| WHAT IS NEEDED |
Copy the lines below exactly, beginning with the line containing "Find sports field." and continuing through the line containing "241 374 667 853", with both of those lines included.

| PROVIDED ENTRIES |

- - - - -

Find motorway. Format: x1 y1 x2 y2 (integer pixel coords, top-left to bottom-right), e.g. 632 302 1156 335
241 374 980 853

- - - - -

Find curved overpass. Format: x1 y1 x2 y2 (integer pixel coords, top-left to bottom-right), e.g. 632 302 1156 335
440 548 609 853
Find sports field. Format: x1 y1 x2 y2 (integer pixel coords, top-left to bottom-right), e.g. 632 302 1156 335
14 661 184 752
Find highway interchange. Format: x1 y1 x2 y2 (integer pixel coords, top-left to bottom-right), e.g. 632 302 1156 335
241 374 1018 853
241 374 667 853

- - - - -

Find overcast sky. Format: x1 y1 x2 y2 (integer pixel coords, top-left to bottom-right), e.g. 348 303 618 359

- - - - -

| RESPONSE BELOW |
Find sports field. Format: x1 y1 x2 y2 (integer pixel coords, top-left to bottom-right), e.g. 632 302 1156 335
14 661 184 752
Find highway interchange. Format: x1 y1 x2 y2 (integer pixel coords, top-left to bottom-right), e.g. 632 302 1156 335
241 374 1018 853
241 374 667 853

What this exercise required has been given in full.